◆ **ABOUT THIS TASK**
In the entries below, return only the line containing "Find every instance of the black" and those after it, exactly, through the last line.

◆ **RECORD SET**

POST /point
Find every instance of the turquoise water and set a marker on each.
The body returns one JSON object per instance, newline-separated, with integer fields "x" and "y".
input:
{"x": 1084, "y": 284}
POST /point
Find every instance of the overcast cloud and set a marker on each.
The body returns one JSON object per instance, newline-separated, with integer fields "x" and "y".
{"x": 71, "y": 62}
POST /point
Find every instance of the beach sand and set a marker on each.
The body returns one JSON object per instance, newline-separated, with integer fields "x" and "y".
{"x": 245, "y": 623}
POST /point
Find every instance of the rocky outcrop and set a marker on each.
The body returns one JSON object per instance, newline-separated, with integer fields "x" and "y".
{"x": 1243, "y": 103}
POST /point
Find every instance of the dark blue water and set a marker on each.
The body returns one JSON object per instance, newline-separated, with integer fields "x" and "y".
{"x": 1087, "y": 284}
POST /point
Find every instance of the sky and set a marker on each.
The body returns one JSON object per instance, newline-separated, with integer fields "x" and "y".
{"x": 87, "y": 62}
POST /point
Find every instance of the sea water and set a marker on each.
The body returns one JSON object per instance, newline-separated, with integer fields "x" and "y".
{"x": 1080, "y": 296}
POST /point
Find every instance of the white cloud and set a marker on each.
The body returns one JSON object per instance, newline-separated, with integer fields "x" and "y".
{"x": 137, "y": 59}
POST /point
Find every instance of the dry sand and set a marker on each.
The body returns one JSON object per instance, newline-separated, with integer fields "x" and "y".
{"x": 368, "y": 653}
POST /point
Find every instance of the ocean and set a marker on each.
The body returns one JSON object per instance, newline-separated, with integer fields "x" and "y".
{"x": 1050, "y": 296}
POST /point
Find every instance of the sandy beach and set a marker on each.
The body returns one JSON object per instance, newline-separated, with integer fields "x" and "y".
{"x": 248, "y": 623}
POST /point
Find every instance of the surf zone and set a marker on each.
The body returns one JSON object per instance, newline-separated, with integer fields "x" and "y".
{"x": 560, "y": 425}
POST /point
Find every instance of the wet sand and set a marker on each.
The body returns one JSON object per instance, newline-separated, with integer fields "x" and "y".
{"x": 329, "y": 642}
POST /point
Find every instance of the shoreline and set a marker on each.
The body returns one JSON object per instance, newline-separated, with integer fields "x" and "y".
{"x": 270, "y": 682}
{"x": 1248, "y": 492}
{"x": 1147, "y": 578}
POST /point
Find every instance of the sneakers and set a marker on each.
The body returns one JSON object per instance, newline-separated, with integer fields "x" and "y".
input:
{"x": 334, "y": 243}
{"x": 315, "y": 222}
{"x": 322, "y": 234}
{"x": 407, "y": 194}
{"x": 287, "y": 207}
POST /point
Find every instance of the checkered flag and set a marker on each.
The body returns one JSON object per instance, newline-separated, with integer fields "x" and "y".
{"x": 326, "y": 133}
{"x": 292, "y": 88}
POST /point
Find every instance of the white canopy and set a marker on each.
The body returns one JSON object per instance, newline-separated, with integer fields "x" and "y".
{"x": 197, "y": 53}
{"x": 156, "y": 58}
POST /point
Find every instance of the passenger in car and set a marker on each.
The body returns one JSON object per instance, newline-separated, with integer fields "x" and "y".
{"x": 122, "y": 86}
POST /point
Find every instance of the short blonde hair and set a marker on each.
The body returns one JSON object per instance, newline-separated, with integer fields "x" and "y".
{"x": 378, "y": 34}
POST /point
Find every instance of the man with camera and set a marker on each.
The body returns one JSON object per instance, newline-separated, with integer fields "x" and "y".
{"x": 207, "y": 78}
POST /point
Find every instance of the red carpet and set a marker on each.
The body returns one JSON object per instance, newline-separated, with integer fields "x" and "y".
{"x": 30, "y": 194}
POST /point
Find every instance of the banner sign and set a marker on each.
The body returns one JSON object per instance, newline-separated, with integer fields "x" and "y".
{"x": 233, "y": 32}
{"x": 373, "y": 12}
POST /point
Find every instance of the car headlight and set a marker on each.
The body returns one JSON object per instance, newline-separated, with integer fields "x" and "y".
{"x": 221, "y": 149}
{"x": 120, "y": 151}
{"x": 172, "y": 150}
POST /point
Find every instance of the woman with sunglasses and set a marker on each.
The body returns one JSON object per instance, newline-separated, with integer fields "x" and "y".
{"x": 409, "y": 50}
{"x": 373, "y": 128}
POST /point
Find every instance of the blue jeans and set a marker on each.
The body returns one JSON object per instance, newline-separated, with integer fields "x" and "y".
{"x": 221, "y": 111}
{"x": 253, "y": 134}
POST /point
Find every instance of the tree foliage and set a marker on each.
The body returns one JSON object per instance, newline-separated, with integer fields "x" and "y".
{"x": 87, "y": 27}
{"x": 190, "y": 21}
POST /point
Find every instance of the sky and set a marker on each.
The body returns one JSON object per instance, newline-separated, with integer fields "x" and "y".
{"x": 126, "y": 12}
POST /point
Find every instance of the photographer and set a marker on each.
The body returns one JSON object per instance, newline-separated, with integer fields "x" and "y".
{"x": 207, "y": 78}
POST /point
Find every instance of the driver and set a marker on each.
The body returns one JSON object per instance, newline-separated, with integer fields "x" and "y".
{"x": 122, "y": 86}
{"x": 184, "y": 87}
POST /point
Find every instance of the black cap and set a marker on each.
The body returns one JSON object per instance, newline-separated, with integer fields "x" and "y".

◆ **ANSWER TO THE PROBLEM**
Find every instance of the black cap and set a marker on each.
The body returns one JSON object per instance, newline-separated, with integer fields "x" and "y".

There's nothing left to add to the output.